— start Records shown —

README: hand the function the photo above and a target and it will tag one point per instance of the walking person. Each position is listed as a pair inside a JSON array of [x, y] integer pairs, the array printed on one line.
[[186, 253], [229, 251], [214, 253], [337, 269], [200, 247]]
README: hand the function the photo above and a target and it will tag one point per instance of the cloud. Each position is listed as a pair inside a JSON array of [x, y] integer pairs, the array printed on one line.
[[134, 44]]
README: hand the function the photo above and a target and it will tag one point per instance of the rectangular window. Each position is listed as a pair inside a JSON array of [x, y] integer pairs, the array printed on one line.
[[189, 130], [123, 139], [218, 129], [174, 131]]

— end Records shown —

### Stated task
Reproduce every line of the material above without changing a single character.

### Answer to the exercise
README: hand the function the photo above and a target and it will tag one point per instance of the walking person. Each position is listed as a pair inside a JSON array of [x, y] integer pairs, the array printed on one line.
[[186, 253], [229, 251], [214, 253], [337, 269], [200, 247]]
README: hand the function the photo above and a target and it will tag one point per instance of the cloud. Each position is listed as a pair inside a JSON array of [x, y] integer pairs, the array printed on one line.
[[134, 44]]
README: hand the function the photo above and a target and it will tag one point per instance of the rectangular window. Each position is listed as a pair inside a JSON array of [x, y] integer pairs, the array printed on one line.
[[189, 130], [123, 139], [218, 129], [174, 131]]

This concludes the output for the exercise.